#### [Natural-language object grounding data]
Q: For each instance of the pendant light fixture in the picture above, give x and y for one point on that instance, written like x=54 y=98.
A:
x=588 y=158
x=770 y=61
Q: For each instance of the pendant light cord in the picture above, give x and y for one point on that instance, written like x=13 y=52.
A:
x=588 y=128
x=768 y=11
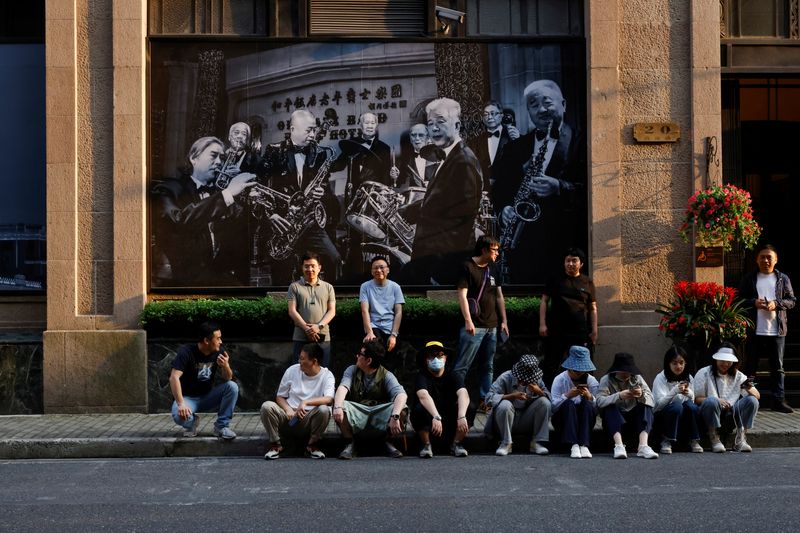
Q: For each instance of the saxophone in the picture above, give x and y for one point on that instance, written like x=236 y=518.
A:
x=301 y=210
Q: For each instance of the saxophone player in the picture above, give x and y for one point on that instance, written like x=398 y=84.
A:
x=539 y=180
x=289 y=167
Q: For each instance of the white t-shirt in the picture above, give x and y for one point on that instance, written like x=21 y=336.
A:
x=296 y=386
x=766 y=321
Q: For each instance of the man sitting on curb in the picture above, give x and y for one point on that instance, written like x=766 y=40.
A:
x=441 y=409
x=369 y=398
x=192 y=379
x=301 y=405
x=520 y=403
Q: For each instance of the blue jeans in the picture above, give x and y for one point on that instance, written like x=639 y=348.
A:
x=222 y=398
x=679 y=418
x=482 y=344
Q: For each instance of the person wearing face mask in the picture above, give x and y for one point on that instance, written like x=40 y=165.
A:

---

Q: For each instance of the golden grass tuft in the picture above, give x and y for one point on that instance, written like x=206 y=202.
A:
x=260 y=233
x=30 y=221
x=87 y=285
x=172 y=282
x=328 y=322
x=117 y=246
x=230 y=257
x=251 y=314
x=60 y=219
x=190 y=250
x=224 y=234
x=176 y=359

#### [Task to carry out]
Read through the entries and copy each line in which "light" appears.

#### [Written solution]
Q: For each instance of the pendant light fixture in the picture above, give x and y for one point on that instance, written like x=54 y=98.
Q: For each instance of the pendant light cord in the picture above, give x and y for one point on that instance, written like x=13 y=52.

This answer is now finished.